TEXT SEGMENT:
——————
In most developed nations across the globe, water is taken for granted. What is so vital for existence is easily dispensed from numerous faucets in each home.
However, in less developed nations, particularly across Africa, water is much more difficult to come by. Across the continent, the number of people without access to quality water has increased by 66 million since 1990. Many are forced to spend hours per day collecting heavy water from far away sources. Others use contaminated water that is ridden with bacteria and unsafe for consumption. Still others go without.
Wells in small towns and villages provide an effective way to address issues surrounding proper sanitation and access to high quality drinking water. Here are five reasons that water wells in Africa are the smart choice for progress and investment.
How Water Wells in Africa Can Solve Water Scarcity
- Only 16 percent of people living in Sub-Saharan Africa have access to drinking water through a household faucet. This means that 84 percent must find access to water outside of their home.
With the climate being so arid and a very small portion of the population living near the largest water sources, many have very limited access to water. The Congo River Basin holds over 30 percent of the water supply for the whole continent but less than 10 percent of the continent’s people.
Coupled with the lack of education surrounding water quality, this creates a dangerous situation for consumption of contaminated water. Wells in Africa can provide a convenient and safe source of water for many of its inhabitants.
- Disease from water-borne illness is at a high. For example, in Africa, over two million children die from illnesses brought on due to poor water each year.
A startling one in eight people drink water that could potentially kill a human being. Another one in three drink water that is deemed unclean, amassing to 330 million people consuming unsafe water. Kids across the continent miss more than 440 million school days due to water-related diseases.
Beyond clean drinking water, the World Health Organization estimated that in 2004, only 59 percent of the world’s population had access to adequate sanitation systems. This lack of hygiene surrounding water usage takes up 50 percent of hospital beds across Africa on any given day, creating costs and using precious resources.
- The benefits from a well outweigh the cost. While the cost of wells in Africa varies by location, on average the positive impact that a well has on people’s lives outweighs the building cost.
As well as helping to improve living conditions, wells also create positive economic responses. It is estimated that $1 invested in clean water and sanitation yields a $9 return. This is due to the economic stimulation that a well can bring about.
This increased productivity stems from fewer sick days taken and more kids, particularly girls, staying in school. Additional money is saved from the lack of hospitalization. While the implementation cost of a well can be high, a single well in Africa can meet the basic daily needs of nearly 2,000 people and last for over 20 years.
- Wells can help foster gender equality. It is commonplace for young girls to drop out of school due to a lack of proper sanitation facilities and familial expectations to collect water.
With water sources sometimes being several hours each way and jugs weighing up to 40 pounds when filled, water collection is a full-time job. If wells are introduced, girls may have increased opportunity to obtain an education, bolstering their standing within society and contributing to their own prospects and economic prospects at large.
- Rural areas continue to face huge barriers to quality water access. While quality water and adequate sanitation are ongoing battles for both rural and urban areas, more people are affected by the issue at the rural level. 84 percent of those who do not have access to a clean water source live in rural areas.
Aid and funding do not match this demonstrated need, however, as aid for rural areas is declining and aid for urban areas has increased by 60 percent since 2000. Wells provide an excellent solution for rural areas as a single well can function as a water source for an entire village.
The water crisis in Africa is one that is affecting millions of lives daily. The construction of wells in Africa is a potential solution to an issue that must be dealt with in order to reach a more stable and equal global society.
——————
DATA EXCERPT:
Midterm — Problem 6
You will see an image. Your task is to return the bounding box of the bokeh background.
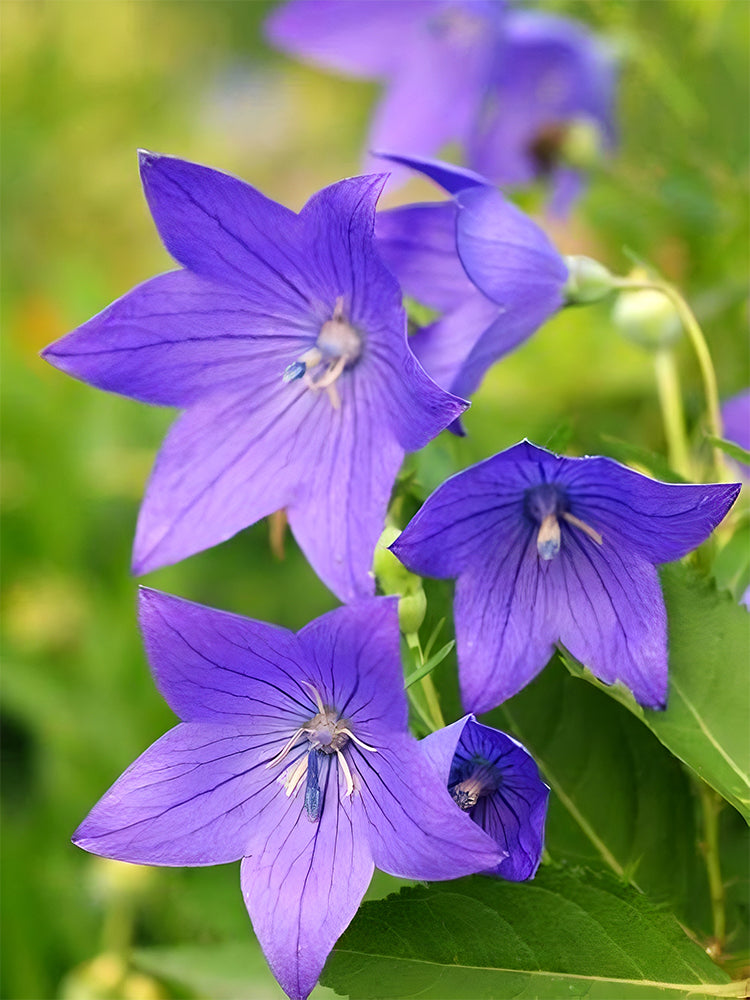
[1,0,750,1000]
——————
INSTRUCTIONS:
• a. Using the piece on water wells in Africa, answer these:
(i) What share of people in Sub-Saharan Africa get drinking water through a household faucet?
(ii) How many school days do kids across the continent miss because of water-related diseases?
(iii) How much can a jug of water weigh when filled?
• b. Retype the part of the piece on water wells in Africa starting with "Beyond clean drinking" and going on through "the building cost.".

ANSWERS FOR THE EXERCISE:
• a.
(i) 16 percent
(ii) More than 440 million
(iii) Up to 40 pounds

• b.
Beyond clean drinking water, the World Health Organization estimated that in 2004, only 59 percent of the world’s population had access to adequate sanitation systems. This lack of hygiene surrounding water usage takes up 50 percent of hospital beds across Africa on any given day, creating costs and using precious resources.
- The benefits from a well outweigh the cost. While the cost of wells in Africa varies by location, on average the positive impact that a well has on people’s lives outweighs the building cost.